PROVIDED RECORDS:
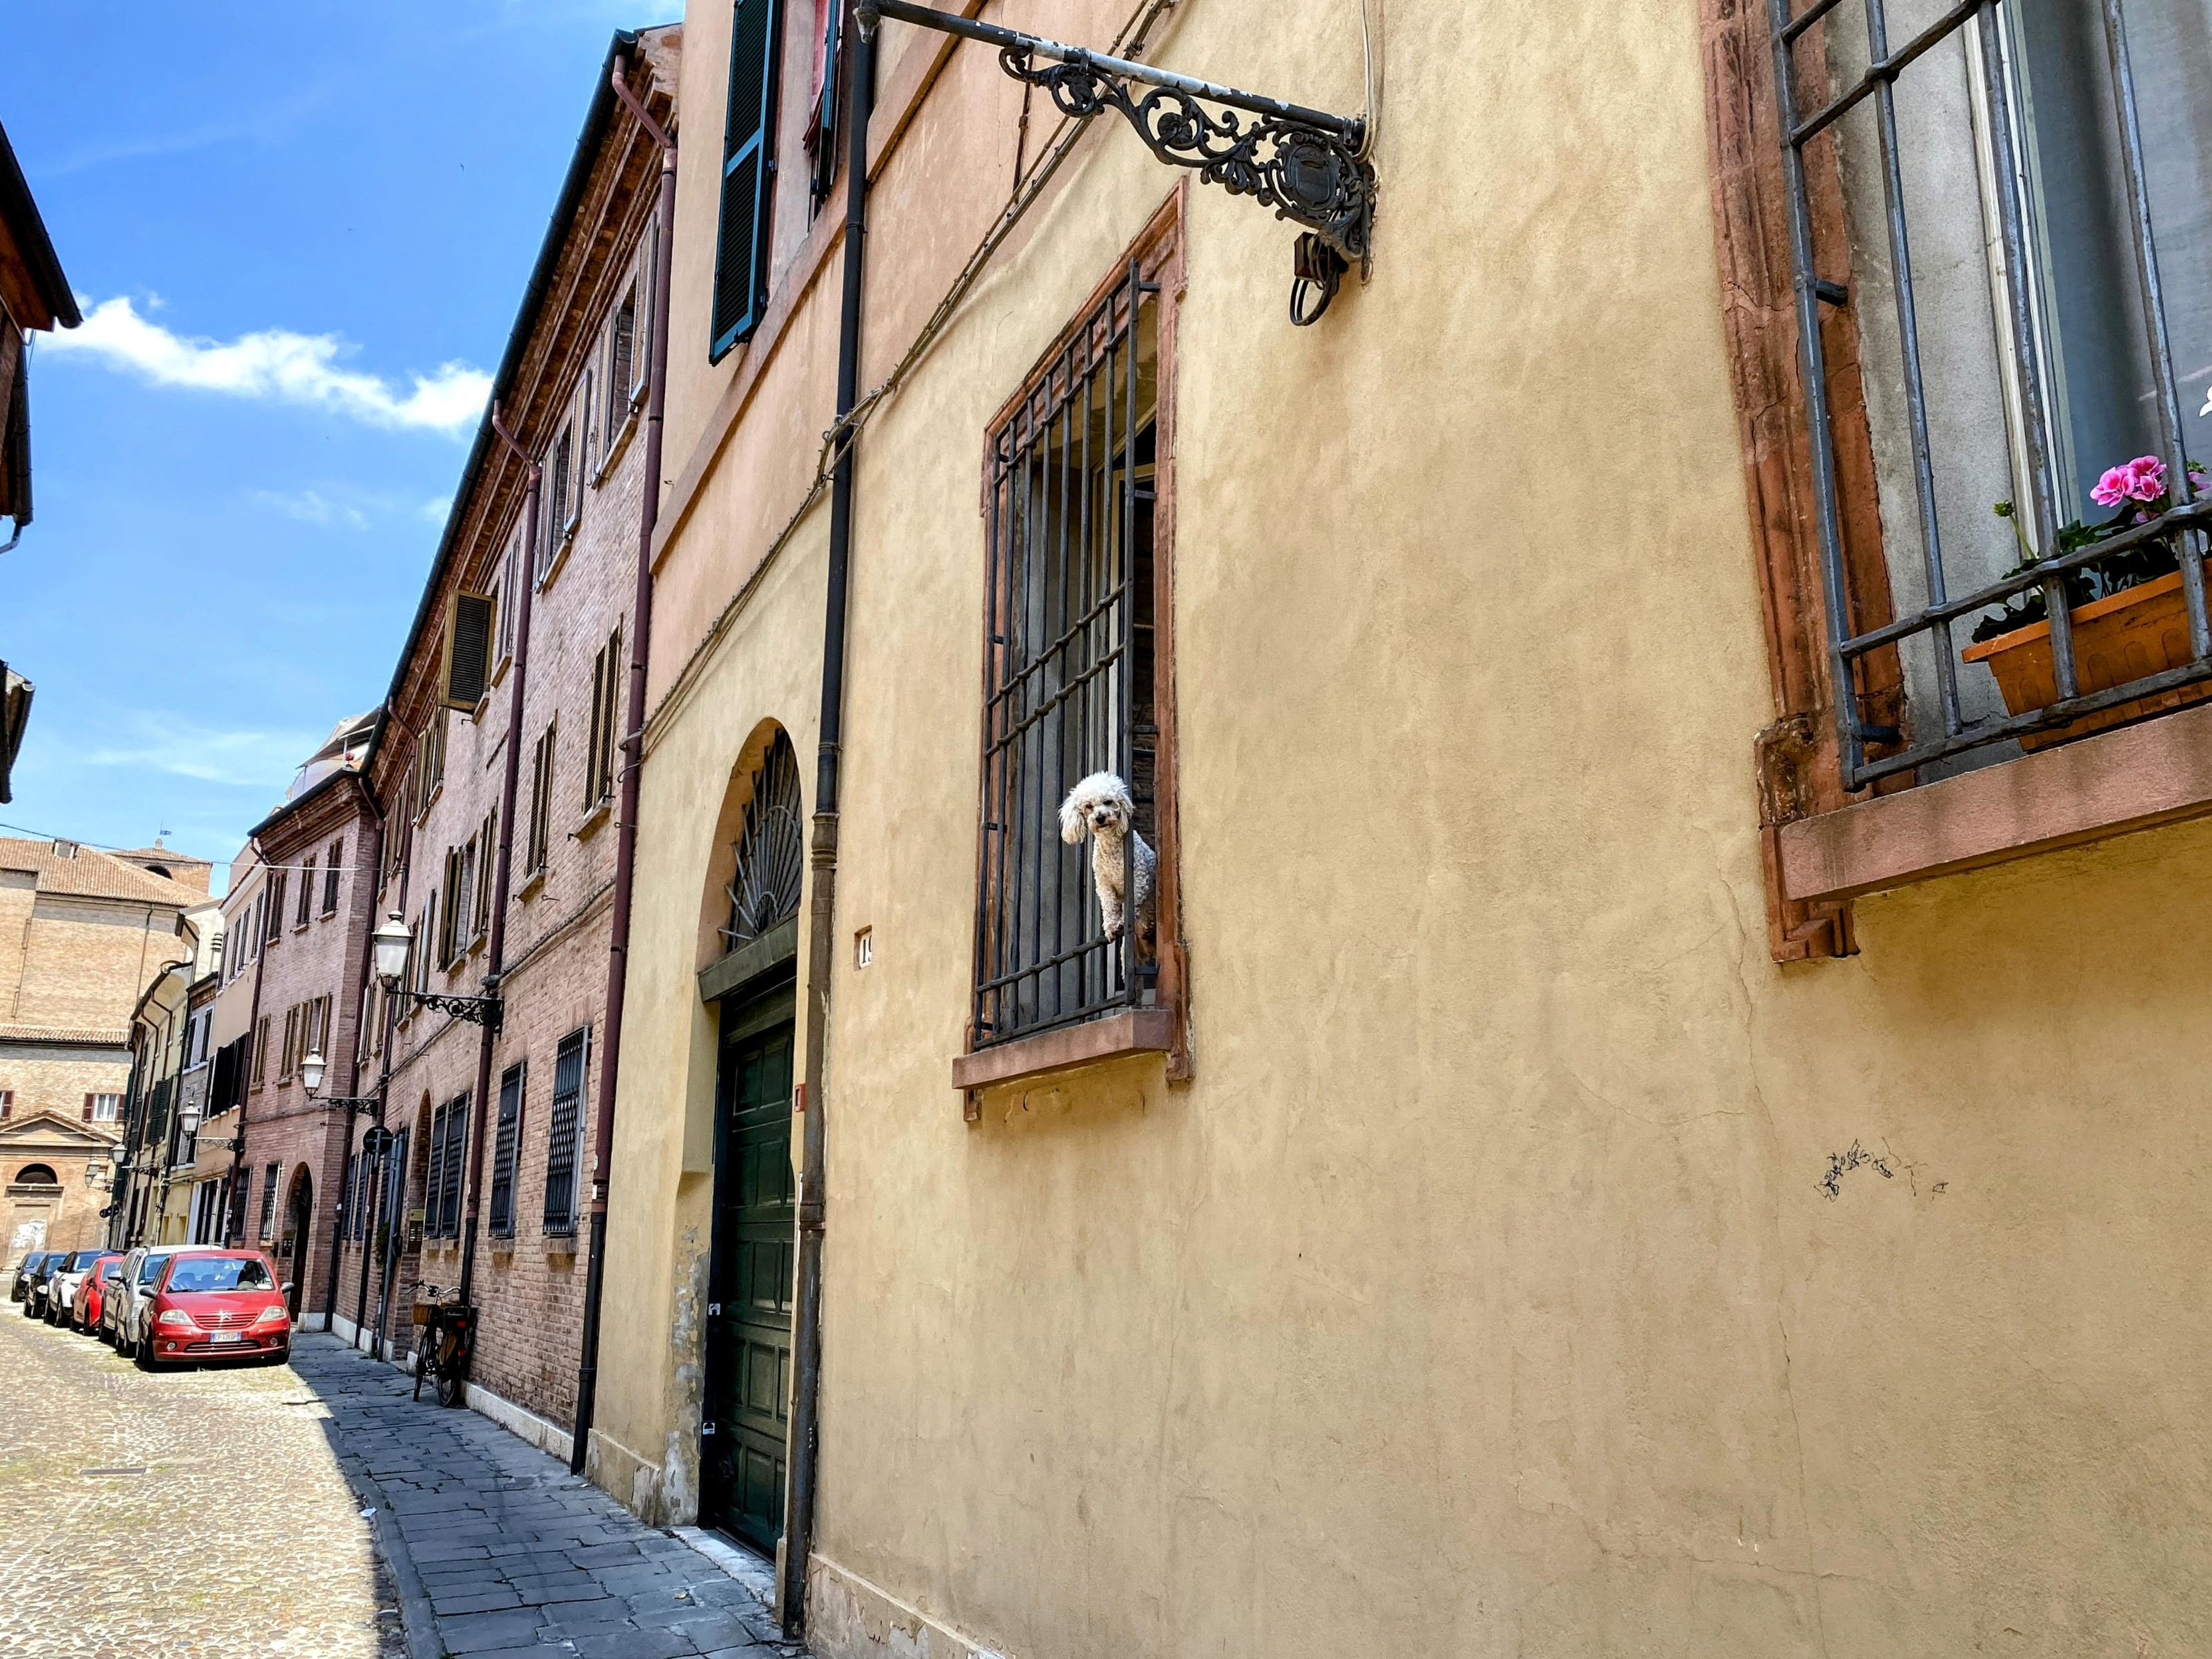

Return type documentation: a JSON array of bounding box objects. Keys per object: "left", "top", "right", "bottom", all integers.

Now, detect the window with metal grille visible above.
[
  {"left": 1771, "top": 0, "right": 2212, "bottom": 789},
  {"left": 489, "top": 1061, "right": 524, "bottom": 1237},
  {"left": 426, "top": 1092, "right": 468, "bottom": 1239},
  {"left": 974, "top": 257, "right": 1165, "bottom": 1048},
  {"left": 257, "top": 1161, "right": 279, "bottom": 1240},
  {"left": 542, "top": 1027, "right": 589, "bottom": 1235},
  {"left": 711, "top": 0, "right": 781, "bottom": 359}
]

WHAT THIS TASK INVOLVES:
Print the material in full and exactly; the pictures must not be printed.

TASK RESPONSE:
Return type documentation: a JSON array of bounding box objects. Keys per object: "left", "top", "right", "bottom", all integers.

Now, detect the window with metal grille visible above.
[
  {"left": 1771, "top": 0, "right": 2212, "bottom": 789},
  {"left": 489, "top": 1061, "right": 524, "bottom": 1237},
  {"left": 426, "top": 1092, "right": 468, "bottom": 1239},
  {"left": 974, "top": 257, "right": 1165, "bottom": 1048},
  {"left": 257, "top": 1161, "right": 279, "bottom": 1240},
  {"left": 542, "top": 1027, "right": 589, "bottom": 1235},
  {"left": 711, "top": 0, "right": 781, "bottom": 359}
]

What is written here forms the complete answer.